Of course there is heartache when their charges leave but Jan and Dave console themselves with the thought that they are helping those children move on to the next stage of their lives.
“We’ve developed our own way of dealing with it,” says Jan. “We lock ourselves away for a couple of days, look at photos, have a little cry and chat about the times we’ve shared with them and then we’re ready to carry on. Not a day goes by when we don’t think about the children we have cared for.”
And anyway, it’s never really goodbye. They’re still in touch with all the children who have become part of their family, receiving photos and updates and even meeting up occasionally in their permanent, adoptive homes.
The only thing that really saddens them is that they can’t do more. According to the Fostering Network charity, at least 650 new foster families are needed across the East Of England this year.
Jan has no hesitation in recommending fostering. “You don’t know unless you try,” she says. “All sorts of people can be foster carers - younger people, older people, single people and couples. The only vital needs are that you have people skills, are open minded, non-judgemental and a good listener.”
It took Jan and Dave about a year from applying to being accepted but Jan says that’s as it should be.
“You have to open up your heart to share your life experiences and how you deal with things like bereavement because when children move on, it is a bit like a bereavement. But you have lots of support. And it has to be rigorous. Dave and I always say that if we were in the shoes of people whose children are taken into care we would want those foster carers to be thoroughly checked out. A lot of the time the parents of children in care could just be ill or have problems they need help sorting out before their children can go back to them.”
After Jan and Dave were told they had been accepted as foster carers, Jan quit her job in sales.
“It’s a full time commitment for me,” she says. “Although Dave still works it’s something we are equally committed to. Our family hasn’t been without problems and worries but we have got through them. When Dave and I got together my children had to accept Dave and his children and vice versa. It is similar when you have foster children.”
Once accepted as foster carers, the couple didn’t have to wait long for their first arrivals.
“I left work on the Friday and was clearing out rooms when I got a call to ask if we would take two children,” says Jan. “One was only a year so I had to rush out and buy nappies. We were so excited.”
“When they got here they just ran into a corner behind the settee and hid. You can’t imagine how scary an alien environment must be for them. You’ve got to let them come round in their own time. If you are a child person you’ll know. It is always quite quickly that they start to respond. They get to know there is food and warmth and love. Most of the time that is all anybody wants - security and love.

### WRITTEN REQUEST
In the fostering article, how long did it take Jan and Dave to go from applying to being accepted as foster carers?

### DATA ROWS
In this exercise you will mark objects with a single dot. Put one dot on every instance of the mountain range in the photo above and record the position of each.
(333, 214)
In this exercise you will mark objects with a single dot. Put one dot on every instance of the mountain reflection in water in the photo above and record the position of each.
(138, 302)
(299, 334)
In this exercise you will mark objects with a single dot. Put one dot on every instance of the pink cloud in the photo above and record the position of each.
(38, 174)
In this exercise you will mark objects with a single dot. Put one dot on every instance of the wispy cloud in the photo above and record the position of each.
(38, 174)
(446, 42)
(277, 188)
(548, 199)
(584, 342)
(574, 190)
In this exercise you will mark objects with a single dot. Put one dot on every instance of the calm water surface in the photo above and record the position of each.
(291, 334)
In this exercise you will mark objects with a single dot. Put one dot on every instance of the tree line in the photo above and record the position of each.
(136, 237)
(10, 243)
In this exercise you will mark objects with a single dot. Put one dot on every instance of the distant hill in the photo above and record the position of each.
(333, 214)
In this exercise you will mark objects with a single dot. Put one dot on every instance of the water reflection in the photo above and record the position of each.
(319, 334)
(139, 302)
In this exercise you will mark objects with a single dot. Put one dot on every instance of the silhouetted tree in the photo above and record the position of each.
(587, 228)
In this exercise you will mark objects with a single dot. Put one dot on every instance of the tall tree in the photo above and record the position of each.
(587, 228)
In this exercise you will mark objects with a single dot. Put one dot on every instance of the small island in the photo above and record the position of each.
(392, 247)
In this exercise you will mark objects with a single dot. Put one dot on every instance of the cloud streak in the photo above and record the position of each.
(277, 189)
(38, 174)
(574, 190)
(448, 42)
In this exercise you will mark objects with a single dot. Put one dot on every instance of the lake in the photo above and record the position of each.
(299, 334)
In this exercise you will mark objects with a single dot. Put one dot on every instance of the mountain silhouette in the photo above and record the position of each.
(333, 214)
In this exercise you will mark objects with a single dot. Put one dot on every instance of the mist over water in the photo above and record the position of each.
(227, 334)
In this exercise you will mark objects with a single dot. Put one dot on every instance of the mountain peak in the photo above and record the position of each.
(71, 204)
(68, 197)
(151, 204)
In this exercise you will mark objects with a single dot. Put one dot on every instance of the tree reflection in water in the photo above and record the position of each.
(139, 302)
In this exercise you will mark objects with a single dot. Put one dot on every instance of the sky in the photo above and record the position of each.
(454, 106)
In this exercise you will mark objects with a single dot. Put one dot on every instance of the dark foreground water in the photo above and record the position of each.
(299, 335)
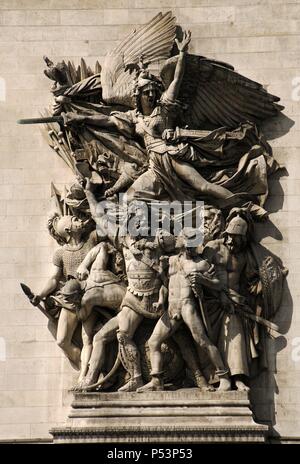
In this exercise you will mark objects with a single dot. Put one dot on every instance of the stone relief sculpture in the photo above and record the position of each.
(158, 124)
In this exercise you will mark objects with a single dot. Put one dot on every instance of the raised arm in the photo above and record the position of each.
(174, 87)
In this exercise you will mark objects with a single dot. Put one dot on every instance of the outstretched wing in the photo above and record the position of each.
(218, 95)
(153, 42)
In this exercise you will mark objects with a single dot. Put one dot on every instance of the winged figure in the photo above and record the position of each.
(158, 123)
(220, 154)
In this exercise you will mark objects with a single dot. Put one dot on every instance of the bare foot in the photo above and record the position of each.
(225, 385)
(153, 385)
(132, 385)
(241, 386)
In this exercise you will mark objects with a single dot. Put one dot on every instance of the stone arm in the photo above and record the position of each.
(50, 285)
(104, 228)
(173, 89)
(97, 119)
(213, 282)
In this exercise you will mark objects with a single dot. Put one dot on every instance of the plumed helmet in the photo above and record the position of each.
(237, 226)
(71, 287)
(145, 80)
(189, 237)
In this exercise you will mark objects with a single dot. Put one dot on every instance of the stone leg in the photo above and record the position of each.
(106, 334)
(191, 318)
(129, 321)
(67, 324)
(162, 331)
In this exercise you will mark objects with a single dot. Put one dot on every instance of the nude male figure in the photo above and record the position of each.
(183, 307)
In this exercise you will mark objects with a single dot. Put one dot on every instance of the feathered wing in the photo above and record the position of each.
(153, 42)
(218, 95)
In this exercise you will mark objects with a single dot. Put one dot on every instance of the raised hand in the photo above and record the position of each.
(184, 44)
(82, 272)
(72, 118)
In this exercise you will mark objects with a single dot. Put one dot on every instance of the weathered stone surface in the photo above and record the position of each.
(181, 416)
(259, 40)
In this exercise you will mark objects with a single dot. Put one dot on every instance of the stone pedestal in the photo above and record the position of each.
(187, 416)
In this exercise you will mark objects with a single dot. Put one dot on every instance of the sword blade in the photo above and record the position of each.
(58, 119)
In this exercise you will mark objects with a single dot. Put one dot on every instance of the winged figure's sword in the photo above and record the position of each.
(30, 296)
(58, 119)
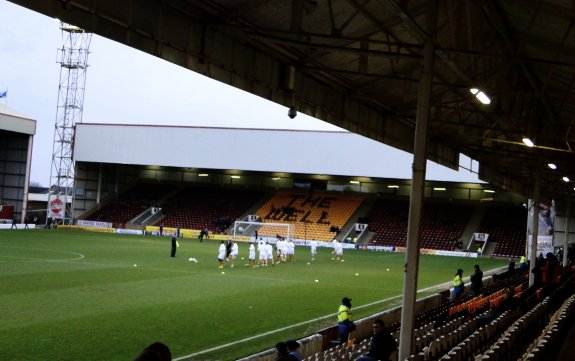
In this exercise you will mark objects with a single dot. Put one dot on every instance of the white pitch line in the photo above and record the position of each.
(441, 285)
(78, 257)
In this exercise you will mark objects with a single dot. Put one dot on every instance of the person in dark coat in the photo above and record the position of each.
(382, 344)
(476, 281)
(174, 246)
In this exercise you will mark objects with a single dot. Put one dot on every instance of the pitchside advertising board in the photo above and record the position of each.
(56, 208)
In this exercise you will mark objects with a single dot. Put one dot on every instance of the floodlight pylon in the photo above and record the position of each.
(73, 60)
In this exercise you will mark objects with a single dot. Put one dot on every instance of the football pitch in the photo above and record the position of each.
(70, 295)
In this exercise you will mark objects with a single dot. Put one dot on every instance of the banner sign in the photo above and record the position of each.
(56, 208)
(96, 224)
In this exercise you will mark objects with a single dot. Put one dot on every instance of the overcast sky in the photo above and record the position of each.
(127, 86)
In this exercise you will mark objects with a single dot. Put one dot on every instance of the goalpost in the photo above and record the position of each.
(264, 229)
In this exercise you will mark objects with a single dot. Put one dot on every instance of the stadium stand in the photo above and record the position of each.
(131, 203)
(506, 227)
(442, 223)
(311, 214)
(213, 207)
(531, 324)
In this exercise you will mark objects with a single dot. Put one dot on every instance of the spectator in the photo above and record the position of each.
(174, 246)
(476, 281)
(382, 344)
(155, 352)
(511, 267)
(522, 263)
(344, 322)
(551, 275)
(292, 350)
(458, 285)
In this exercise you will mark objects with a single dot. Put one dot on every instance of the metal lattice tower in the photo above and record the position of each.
(73, 59)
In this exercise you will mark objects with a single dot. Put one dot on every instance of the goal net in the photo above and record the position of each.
(264, 229)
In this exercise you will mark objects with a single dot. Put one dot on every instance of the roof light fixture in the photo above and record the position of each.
(480, 95)
(528, 142)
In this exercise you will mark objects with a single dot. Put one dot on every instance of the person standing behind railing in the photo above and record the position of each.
(458, 285)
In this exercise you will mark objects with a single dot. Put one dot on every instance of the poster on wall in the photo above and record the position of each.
(546, 226)
(544, 246)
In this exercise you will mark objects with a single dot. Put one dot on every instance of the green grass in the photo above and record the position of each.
(68, 295)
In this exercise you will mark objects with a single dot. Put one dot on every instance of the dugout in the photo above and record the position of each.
(16, 138)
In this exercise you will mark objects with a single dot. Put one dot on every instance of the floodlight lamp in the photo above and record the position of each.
(483, 98)
(292, 113)
(528, 142)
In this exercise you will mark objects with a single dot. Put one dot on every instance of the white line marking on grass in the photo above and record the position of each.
(78, 257)
(427, 289)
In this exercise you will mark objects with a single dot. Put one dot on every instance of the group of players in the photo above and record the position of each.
(285, 252)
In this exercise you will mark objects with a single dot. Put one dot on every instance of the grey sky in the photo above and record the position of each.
(129, 87)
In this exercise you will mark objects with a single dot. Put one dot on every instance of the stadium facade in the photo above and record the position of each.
(16, 139)
(112, 157)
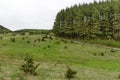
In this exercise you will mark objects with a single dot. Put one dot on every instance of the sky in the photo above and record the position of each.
(32, 14)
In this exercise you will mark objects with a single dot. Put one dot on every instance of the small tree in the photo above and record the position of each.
(70, 73)
(28, 67)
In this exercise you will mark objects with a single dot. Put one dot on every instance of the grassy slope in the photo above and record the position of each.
(55, 59)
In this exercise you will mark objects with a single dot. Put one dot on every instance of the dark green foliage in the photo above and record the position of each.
(28, 67)
(1, 38)
(12, 39)
(112, 50)
(65, 47)
(23, 38)
(102, 54)
(89, 21)
(49, 46)
(4, 30)
(28, 41)
(70, 74)
(94, 54)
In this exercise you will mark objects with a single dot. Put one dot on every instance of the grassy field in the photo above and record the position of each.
(91, 61)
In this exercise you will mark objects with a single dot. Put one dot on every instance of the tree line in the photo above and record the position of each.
(89, 21)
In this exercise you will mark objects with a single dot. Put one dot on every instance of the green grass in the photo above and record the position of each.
(55, 59)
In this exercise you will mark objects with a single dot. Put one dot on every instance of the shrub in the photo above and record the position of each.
(1, 37)
(28, 41)
(12, 39)
(65, 47)
(102, 54)
(28, 67)
(70, 73)
(112, 50)
(49, 46)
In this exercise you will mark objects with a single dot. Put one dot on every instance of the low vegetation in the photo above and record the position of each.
(87, 61)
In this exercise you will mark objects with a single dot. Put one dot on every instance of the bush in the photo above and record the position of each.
(28, 41)
(12, 39)
(102, 54)
(28, 67)
(1, 37)
(70, 73)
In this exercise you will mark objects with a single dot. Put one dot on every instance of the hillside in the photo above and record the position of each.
(90, 21)
(33, 31)
(4, 30)
(91, 61)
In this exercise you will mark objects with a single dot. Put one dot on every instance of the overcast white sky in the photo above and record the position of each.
(32, 14)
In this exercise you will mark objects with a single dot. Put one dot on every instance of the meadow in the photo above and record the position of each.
(90, 61)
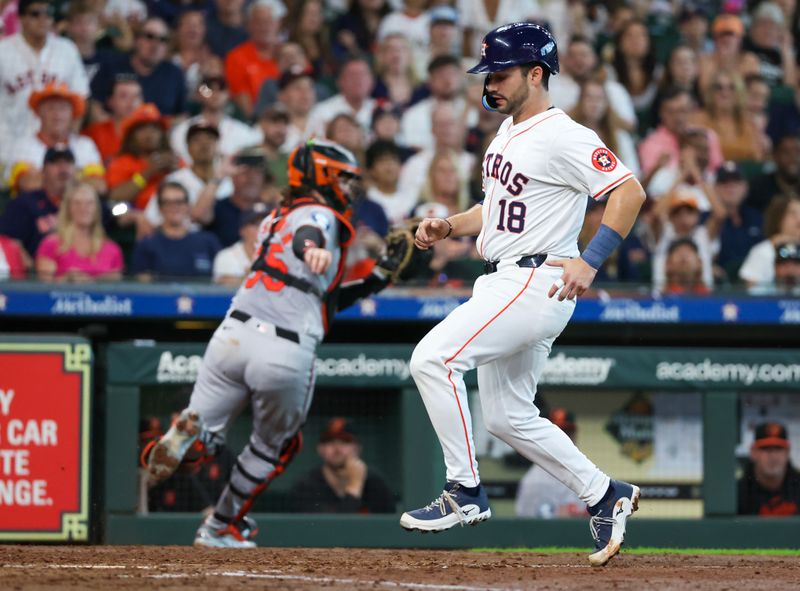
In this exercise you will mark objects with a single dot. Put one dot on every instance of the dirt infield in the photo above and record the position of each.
(177, 567)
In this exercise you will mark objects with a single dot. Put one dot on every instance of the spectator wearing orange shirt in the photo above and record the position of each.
(145, 158)
(125, 98)
(251, 63)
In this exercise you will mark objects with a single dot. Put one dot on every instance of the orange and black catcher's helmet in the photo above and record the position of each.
(328, 168)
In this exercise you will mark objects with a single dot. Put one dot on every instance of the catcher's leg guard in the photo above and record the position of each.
(234, 499)
(165, 455)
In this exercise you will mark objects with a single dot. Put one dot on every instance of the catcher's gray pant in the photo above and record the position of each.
(247, 363)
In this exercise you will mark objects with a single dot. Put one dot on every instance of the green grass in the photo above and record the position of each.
(651, 550)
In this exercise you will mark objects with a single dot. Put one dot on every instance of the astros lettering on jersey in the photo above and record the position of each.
(536, 176)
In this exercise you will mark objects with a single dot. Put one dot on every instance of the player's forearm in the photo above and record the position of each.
(623, 206)
(467, 223)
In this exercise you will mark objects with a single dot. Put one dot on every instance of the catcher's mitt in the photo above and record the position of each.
(402, 259)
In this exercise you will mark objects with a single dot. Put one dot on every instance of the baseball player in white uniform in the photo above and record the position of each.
(537, 174)
(31, 59)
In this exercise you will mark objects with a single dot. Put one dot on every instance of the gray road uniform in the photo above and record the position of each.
(263, 352)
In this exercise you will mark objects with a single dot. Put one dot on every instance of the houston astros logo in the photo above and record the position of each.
(603, 160)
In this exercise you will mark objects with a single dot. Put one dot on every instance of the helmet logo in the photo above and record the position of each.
(604, 160)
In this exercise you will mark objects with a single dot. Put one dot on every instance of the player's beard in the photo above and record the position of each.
(515, 102)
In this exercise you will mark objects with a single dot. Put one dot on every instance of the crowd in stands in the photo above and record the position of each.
(146, 138)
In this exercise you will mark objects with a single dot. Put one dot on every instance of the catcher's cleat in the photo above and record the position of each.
(168, 453)
(216, 534)
(607, 523)
(455, 506)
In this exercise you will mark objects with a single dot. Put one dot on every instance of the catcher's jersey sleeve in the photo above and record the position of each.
(581, 160)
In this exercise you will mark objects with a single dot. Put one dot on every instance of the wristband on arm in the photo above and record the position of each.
(601, 246)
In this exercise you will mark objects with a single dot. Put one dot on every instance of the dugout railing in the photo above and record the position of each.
(372, 383)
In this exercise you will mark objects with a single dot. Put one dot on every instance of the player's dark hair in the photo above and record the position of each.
(545, 73)
(380, 149)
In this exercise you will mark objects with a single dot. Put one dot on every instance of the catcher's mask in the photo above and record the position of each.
(330, 169)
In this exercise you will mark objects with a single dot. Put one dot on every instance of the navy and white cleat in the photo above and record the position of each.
(455, 506)
(608, 517)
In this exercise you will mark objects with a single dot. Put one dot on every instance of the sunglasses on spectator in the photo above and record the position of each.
(39, 12)
(155, 37)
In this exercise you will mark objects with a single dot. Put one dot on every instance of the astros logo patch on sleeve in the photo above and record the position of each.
(603, 160)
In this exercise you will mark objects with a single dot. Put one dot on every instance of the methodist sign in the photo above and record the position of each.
(45, 387)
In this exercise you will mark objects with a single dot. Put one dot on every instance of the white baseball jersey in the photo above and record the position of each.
(22, 71)
(536, 176)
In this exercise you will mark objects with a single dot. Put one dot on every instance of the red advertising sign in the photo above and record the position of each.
(44, 440)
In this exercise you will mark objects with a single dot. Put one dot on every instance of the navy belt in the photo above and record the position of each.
(529, 261)
(283, 333)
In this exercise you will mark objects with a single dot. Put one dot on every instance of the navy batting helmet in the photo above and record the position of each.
(514, 45)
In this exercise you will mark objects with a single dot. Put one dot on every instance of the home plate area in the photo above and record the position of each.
(179, 567)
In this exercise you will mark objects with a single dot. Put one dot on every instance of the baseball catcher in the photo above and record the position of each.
(264, 350)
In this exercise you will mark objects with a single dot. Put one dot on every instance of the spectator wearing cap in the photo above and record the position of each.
(660, 152)
(413, 22)
(144, 159)
(770, 485)
(31, 216)
(212, 95)
(680, 71)
(124, 99)
(248, 65)
(683, 269)
(190, 49)
(396, 80)
(79, 249)
(298, 95)
(542, 496)
(446, 85)
(678, 216)
(274, 124)
(724, 113)
(57, 108)
(232, 264)
(355, 83)
(250, 184)
(477, 20)
(727, 31)
(225, 26)
(354, 33)
(784, 180)
(781, 226)
(771, 41)
(693, 27)
(83, 27)
(174, 250)
(580, 64)
(205, 179)
(445, 34)
(448, 134)
(29, 60)
(163, 83)
(343, 483)
(787, 267)
(741, 229)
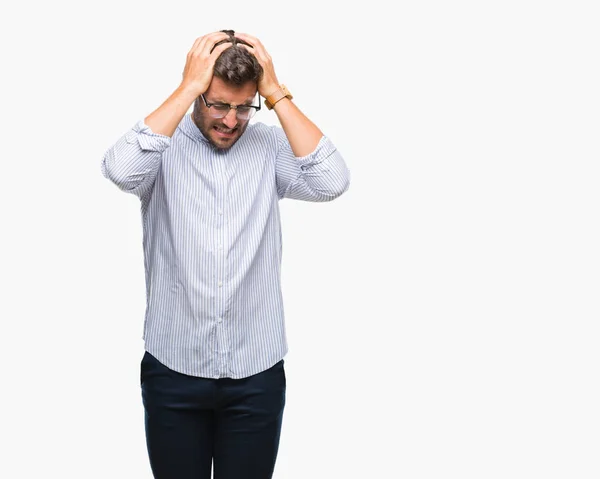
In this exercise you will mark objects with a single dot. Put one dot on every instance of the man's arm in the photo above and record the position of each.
(132, 163)
(308, 166)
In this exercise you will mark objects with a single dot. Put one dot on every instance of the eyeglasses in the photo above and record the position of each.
(221, 110)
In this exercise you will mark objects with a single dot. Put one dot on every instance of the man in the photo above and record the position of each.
(212, 376)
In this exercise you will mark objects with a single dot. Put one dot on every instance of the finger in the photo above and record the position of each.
(249, 38)
(220, 49)
(210, 40)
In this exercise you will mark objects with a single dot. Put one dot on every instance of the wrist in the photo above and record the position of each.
(279, 94)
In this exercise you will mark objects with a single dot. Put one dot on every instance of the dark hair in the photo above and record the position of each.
(236, 64)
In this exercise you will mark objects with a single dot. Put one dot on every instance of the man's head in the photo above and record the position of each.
(235, 82)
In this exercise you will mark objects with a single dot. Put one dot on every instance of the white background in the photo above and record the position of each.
(442, 315)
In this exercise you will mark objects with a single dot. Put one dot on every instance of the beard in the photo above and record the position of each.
(219, 135)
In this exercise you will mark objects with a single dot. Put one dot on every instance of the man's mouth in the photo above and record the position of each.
(224, 131)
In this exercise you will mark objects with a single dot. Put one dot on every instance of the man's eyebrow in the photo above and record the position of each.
(248, 101)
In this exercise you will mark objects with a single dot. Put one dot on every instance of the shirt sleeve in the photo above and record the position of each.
(132, 163)
(319, 176)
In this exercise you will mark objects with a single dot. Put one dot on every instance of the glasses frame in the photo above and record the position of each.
(234, 107)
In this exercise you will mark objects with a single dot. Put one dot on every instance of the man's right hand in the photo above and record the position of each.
(198, 71)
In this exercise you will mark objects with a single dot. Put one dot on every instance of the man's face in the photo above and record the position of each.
(223, 132)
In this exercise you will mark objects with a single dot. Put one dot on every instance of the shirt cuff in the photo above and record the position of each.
(147, 139)
(324, 149)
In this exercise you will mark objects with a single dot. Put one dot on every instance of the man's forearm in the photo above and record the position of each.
(303, 134)
(165, 118)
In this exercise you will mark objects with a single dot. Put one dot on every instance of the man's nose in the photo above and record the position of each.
(231, 118)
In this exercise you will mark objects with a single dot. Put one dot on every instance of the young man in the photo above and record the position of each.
(213, 381)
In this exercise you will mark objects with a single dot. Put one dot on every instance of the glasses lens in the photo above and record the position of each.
(219, 111)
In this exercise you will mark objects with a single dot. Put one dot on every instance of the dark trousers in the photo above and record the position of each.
(194, 422)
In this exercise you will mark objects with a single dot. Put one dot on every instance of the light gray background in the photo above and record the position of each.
(442, 315)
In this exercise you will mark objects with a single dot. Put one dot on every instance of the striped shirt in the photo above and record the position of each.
(212, 239)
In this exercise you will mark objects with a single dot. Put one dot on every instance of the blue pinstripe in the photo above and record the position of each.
(212, 240)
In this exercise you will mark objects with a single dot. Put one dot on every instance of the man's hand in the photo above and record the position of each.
(198, 71)
(268, 83)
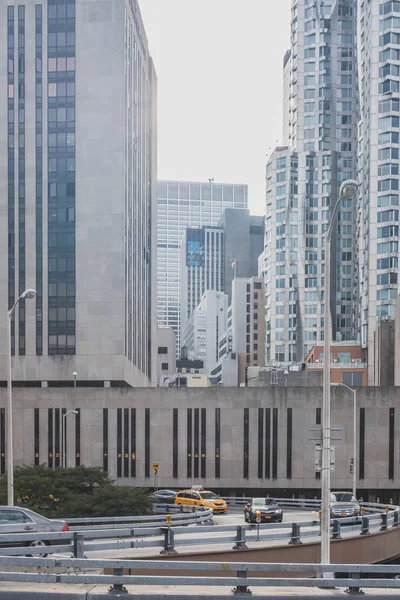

### RESULT BELOW
About a year.